Position identification data
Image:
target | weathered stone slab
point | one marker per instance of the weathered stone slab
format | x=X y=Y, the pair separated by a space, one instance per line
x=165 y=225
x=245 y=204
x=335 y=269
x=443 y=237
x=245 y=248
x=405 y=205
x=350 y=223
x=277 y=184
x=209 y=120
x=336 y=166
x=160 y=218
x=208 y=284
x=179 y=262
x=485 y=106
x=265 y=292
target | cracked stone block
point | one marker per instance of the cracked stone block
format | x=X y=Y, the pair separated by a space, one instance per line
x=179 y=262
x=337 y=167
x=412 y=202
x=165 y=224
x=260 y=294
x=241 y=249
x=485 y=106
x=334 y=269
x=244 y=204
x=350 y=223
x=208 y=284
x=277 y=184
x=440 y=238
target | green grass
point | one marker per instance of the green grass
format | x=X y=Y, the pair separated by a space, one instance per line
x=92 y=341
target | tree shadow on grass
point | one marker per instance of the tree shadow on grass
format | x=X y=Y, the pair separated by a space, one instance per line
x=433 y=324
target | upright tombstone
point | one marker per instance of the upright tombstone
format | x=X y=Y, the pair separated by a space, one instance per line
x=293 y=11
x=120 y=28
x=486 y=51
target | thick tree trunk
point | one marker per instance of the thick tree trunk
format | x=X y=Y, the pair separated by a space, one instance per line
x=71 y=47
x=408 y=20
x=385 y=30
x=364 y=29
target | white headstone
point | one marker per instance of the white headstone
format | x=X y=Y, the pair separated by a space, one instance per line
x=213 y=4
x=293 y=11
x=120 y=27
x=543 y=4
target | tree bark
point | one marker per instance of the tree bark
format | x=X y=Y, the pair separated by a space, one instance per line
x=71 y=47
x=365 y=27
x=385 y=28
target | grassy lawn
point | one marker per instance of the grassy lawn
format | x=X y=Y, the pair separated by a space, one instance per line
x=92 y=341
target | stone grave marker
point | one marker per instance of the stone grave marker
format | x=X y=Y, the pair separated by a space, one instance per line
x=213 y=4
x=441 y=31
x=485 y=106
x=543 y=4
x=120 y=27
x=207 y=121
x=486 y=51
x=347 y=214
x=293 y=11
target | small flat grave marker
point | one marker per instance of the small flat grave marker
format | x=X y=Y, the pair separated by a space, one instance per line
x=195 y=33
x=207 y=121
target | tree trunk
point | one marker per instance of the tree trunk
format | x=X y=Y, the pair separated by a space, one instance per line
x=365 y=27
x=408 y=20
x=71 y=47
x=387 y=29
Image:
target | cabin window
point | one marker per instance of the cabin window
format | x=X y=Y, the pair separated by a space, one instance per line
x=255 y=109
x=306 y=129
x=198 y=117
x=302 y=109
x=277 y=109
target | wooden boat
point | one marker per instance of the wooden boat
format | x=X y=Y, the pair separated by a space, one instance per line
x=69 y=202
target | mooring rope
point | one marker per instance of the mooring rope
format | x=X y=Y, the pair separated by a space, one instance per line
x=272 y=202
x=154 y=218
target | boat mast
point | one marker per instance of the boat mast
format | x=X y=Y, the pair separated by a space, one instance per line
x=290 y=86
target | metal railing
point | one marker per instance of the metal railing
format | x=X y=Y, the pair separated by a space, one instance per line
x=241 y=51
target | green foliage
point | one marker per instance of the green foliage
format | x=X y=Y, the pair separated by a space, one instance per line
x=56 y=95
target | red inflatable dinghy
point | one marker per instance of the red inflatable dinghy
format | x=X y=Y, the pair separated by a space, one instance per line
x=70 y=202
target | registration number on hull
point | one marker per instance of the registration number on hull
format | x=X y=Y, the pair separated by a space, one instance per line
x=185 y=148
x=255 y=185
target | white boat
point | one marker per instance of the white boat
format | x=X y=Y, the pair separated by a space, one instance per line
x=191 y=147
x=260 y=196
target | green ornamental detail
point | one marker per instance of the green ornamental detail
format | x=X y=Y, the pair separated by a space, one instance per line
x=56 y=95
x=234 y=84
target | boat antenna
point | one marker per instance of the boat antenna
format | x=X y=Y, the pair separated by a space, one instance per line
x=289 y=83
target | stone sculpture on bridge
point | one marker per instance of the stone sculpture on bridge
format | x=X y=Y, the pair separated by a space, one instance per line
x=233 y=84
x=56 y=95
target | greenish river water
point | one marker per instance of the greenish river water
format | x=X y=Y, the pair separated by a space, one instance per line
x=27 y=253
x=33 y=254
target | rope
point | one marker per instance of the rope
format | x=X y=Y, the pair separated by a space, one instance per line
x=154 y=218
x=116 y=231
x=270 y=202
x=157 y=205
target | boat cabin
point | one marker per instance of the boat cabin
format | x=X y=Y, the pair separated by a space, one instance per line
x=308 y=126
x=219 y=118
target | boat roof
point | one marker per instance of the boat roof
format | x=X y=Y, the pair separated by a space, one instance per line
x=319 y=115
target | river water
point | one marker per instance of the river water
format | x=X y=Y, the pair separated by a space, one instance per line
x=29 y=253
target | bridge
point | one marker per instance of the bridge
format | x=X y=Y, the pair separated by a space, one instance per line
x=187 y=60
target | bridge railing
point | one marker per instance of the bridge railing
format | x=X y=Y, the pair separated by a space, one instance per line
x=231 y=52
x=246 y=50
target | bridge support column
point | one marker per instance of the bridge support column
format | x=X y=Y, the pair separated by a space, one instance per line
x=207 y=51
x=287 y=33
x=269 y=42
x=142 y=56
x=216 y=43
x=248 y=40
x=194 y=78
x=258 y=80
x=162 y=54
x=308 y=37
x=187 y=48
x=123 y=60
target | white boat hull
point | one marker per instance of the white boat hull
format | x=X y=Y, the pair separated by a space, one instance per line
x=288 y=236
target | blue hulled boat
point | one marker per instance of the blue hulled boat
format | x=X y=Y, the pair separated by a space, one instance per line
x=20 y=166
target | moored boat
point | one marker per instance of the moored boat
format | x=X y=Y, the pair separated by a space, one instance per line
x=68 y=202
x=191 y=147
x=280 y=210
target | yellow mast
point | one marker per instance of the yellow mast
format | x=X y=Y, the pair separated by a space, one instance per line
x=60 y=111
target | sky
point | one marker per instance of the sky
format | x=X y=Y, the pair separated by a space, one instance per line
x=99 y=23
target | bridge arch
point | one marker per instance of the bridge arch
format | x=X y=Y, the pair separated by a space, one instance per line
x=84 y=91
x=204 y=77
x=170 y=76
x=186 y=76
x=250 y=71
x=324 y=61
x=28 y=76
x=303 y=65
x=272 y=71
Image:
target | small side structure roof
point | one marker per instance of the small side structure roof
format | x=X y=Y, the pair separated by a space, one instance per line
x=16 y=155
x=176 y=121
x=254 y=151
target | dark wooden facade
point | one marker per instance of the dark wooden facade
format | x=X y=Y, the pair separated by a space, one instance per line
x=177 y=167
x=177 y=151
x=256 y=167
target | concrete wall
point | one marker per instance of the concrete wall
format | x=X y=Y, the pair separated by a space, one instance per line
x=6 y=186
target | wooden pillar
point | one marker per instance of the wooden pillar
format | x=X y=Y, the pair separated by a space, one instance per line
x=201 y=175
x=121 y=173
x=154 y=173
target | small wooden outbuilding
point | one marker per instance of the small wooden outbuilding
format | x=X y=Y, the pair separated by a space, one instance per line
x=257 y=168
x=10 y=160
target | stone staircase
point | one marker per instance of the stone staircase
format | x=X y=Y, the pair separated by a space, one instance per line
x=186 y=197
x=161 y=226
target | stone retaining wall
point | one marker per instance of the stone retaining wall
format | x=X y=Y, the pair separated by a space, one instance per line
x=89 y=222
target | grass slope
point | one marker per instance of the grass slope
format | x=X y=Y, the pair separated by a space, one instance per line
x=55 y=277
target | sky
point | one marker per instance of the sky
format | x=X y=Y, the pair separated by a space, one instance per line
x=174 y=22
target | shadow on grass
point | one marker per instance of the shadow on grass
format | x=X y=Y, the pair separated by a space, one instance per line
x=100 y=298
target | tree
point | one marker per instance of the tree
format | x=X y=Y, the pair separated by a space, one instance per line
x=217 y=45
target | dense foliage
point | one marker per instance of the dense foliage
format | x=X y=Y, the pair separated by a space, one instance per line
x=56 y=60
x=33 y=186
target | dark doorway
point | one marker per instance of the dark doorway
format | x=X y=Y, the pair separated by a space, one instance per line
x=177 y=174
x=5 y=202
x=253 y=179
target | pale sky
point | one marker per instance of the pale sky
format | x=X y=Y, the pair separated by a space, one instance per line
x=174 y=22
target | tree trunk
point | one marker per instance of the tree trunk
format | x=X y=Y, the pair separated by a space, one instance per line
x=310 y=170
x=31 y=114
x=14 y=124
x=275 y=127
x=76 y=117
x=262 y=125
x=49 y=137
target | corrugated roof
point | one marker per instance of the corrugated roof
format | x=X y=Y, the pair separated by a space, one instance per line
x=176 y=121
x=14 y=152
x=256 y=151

**Task directions**
Can you give the data again, beginning at the line that has "target | metal railing" and stopping after the line that has "x=255 y=185", but with "red inflatable dinghy" renamed to "red rubber raft" and all else unchanged?

**Task response**
target | metal railing
point | one marker per instance of the metal railing
format | x=X y=Y, the pair separated by a space, one instance per line
x=241 y=51
target | green foliage
point | one marker per instance of the green foliage
format | x=X y=Y, the pair separated by a space, one instance per line
x=56 y=95
target | red rubber raft
point | one marker per instance of the red rubber raft
format | x=X y=Y, the pair separated by a space, one instance per line
x=70 y=202
target | registration number on hull
point | one marker per instance of the registration number on hull
format | x=X y=Y, the pair separated by a space, one instance per line
x=185 y=148
x=255 y=185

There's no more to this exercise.